START Material supplied

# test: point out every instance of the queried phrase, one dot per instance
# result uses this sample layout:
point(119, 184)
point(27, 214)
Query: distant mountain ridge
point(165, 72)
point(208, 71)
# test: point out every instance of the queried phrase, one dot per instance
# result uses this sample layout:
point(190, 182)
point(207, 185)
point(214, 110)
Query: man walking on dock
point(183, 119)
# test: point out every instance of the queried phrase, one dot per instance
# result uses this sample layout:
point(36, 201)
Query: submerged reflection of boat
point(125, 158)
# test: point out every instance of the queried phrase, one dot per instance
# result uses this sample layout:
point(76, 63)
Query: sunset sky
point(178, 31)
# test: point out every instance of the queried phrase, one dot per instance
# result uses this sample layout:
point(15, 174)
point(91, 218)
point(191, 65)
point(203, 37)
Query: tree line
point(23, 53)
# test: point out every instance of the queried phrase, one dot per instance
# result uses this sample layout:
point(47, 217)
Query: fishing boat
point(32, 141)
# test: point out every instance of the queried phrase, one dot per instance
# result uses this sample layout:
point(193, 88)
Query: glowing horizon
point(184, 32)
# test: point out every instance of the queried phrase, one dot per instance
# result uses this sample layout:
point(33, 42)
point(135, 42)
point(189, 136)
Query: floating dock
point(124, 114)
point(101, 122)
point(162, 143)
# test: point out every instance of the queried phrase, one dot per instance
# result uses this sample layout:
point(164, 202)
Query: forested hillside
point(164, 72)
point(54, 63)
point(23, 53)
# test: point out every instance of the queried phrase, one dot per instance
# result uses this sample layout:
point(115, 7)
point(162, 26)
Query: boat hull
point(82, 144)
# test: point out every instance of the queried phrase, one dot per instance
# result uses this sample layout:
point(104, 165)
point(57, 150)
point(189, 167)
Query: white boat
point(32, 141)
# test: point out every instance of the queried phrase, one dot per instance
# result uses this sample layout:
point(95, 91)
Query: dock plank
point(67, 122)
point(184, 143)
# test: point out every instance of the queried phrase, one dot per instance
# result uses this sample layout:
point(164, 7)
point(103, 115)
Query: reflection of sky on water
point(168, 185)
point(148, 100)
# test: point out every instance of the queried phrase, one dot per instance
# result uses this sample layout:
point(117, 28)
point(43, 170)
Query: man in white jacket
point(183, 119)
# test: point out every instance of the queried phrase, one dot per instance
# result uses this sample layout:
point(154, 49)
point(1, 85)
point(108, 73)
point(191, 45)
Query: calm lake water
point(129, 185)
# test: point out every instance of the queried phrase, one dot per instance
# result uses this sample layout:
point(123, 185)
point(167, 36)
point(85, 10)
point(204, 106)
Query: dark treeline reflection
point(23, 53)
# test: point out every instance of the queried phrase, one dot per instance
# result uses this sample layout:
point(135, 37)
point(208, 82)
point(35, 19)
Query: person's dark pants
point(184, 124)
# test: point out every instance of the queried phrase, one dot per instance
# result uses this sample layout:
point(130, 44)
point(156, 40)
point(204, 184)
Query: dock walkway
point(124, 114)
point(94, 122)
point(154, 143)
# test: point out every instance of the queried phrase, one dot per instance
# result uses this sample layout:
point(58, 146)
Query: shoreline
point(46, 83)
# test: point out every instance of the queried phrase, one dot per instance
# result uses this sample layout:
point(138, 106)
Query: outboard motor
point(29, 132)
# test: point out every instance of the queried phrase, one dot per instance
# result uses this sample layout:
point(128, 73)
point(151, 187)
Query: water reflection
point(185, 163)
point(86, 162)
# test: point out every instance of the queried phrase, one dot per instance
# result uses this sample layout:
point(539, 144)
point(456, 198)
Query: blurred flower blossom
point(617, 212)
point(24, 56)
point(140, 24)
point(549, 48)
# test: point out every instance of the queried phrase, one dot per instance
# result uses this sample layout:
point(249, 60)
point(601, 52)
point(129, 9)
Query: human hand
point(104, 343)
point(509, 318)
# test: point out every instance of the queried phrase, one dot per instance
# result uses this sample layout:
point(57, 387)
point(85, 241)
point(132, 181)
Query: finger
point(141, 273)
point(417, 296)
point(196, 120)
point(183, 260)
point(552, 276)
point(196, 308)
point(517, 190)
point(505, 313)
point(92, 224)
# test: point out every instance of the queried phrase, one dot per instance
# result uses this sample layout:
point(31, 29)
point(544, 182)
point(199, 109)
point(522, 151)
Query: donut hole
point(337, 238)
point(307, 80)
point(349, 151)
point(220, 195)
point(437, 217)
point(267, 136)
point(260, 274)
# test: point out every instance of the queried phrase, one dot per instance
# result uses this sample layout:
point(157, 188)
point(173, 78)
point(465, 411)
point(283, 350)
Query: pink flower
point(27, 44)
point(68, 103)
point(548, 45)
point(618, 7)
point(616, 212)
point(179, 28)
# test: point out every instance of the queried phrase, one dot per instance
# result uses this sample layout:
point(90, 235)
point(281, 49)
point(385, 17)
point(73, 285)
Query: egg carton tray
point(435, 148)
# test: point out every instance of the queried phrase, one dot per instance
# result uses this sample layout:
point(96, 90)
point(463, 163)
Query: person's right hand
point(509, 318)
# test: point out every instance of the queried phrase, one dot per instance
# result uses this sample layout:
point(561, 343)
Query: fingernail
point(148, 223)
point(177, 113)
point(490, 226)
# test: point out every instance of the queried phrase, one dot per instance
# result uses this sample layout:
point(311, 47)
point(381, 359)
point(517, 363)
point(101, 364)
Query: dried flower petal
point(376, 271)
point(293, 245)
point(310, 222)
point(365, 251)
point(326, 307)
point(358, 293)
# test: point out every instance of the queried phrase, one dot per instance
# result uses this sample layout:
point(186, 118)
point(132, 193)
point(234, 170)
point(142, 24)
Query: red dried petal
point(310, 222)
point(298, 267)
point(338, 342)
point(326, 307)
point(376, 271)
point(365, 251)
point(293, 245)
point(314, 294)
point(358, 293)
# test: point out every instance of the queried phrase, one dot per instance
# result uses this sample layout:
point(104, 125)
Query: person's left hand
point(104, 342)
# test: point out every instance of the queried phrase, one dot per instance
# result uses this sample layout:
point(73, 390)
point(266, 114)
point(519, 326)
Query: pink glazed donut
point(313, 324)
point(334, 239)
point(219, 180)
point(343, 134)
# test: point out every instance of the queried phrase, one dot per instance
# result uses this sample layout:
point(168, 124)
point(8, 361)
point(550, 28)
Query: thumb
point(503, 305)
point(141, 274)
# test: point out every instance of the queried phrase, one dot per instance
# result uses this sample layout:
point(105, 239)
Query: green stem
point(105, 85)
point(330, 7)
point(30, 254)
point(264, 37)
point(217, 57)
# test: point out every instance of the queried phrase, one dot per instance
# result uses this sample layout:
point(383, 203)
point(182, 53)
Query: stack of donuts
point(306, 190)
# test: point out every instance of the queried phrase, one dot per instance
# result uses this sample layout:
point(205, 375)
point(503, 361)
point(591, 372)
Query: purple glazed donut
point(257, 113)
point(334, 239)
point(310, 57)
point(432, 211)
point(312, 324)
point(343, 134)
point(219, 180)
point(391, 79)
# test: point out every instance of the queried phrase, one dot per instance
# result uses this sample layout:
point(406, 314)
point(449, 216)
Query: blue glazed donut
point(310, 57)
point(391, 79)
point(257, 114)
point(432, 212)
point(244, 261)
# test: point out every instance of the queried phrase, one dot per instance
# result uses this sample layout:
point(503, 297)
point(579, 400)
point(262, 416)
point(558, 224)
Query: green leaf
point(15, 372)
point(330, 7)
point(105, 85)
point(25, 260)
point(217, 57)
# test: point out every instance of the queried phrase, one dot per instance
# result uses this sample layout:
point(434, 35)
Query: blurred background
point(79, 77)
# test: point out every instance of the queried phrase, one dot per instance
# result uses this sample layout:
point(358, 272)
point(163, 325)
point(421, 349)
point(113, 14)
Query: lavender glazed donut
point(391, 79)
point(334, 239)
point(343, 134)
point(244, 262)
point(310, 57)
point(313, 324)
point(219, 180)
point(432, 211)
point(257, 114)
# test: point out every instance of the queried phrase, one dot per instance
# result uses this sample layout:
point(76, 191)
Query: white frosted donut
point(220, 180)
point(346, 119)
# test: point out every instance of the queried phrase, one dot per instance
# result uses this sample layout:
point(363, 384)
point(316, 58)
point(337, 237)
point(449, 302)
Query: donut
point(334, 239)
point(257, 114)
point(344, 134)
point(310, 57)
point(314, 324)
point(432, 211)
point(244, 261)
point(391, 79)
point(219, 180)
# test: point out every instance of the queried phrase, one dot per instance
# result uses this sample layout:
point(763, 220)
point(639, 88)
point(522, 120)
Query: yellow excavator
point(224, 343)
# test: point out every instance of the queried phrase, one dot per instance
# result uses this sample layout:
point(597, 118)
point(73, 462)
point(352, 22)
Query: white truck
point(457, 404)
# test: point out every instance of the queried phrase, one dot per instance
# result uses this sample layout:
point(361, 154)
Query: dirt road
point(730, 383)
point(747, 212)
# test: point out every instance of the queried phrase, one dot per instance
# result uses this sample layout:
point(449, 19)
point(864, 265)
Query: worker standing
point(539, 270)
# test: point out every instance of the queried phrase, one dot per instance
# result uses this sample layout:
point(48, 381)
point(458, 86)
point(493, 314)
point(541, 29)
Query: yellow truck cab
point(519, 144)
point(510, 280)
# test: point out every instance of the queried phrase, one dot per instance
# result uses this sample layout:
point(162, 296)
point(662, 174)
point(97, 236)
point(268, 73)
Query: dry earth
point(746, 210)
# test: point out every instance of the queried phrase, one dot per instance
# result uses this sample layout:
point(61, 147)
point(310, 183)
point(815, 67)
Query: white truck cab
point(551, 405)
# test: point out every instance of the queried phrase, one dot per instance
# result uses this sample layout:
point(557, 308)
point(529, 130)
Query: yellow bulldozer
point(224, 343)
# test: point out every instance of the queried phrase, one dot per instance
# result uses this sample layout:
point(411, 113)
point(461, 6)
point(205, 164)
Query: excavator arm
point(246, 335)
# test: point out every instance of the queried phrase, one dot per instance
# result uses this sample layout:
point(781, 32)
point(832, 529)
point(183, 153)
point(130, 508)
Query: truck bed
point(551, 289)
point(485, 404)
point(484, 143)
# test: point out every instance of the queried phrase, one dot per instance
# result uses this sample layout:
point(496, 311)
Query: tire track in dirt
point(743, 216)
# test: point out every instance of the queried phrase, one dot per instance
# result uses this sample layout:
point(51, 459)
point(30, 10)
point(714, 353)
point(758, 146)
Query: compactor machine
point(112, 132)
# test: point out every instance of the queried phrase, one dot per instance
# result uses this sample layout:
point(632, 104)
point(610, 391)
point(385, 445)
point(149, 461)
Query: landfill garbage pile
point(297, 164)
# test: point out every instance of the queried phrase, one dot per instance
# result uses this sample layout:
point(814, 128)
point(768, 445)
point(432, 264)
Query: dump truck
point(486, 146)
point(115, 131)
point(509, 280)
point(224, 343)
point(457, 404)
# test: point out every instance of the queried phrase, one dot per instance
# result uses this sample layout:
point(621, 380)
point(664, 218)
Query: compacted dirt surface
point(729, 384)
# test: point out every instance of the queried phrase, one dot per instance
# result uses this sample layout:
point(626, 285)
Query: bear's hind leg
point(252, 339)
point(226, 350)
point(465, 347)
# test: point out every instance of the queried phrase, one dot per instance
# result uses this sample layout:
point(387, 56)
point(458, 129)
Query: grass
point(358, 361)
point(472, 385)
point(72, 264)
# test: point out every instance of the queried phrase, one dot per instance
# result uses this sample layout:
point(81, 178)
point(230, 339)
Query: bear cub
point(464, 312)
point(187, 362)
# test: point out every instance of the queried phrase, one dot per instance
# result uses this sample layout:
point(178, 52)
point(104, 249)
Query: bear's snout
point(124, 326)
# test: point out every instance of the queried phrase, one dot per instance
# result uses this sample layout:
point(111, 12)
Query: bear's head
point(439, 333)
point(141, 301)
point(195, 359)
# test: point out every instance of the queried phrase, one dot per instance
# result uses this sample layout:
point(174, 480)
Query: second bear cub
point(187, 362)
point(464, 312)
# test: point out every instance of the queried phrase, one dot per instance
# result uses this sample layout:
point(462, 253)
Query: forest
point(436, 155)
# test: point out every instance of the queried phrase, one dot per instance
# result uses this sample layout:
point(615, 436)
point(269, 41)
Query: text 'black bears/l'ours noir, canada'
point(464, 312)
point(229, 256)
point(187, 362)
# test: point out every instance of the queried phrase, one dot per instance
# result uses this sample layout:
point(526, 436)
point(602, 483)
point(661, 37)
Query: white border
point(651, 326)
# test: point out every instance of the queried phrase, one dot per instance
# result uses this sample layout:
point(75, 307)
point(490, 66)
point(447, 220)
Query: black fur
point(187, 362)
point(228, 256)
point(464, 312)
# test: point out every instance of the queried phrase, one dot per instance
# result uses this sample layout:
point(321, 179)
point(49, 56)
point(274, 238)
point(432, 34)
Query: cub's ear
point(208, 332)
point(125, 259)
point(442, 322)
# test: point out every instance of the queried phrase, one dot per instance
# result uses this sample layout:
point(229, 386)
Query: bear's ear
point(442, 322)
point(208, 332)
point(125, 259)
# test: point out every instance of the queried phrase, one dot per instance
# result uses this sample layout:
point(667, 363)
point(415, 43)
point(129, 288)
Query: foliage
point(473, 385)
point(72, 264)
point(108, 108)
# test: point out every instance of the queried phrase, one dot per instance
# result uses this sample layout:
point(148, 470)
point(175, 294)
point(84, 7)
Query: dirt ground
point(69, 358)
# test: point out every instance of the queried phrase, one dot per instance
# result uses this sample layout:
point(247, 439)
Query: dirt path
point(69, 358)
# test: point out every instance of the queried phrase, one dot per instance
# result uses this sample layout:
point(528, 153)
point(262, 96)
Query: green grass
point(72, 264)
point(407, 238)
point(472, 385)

END Material supplied

Exercise prompt ->
Copy back the listing above exactly, but only from the line with "Query: man walking on dock" through the line with "point(15, 174)", both ends included.

Solution to the problem ->
Query: man walking on dock
point(183, 119)
# test: point out every instance of the queried phrase, one dot per instance
# result uses this sample layout:
point(36, 201)
Query: submerged reflection of boat
point(125, 158)
# test: point out every instance of the queried phrase, one dot per instance
# result uses this sample layout:
point(76, 63)
Query: sunset sky
point(178, 31)
# test: point out every instance of the queried phrase, one dot per instance
# result uses this sample layout:
point(15, 174)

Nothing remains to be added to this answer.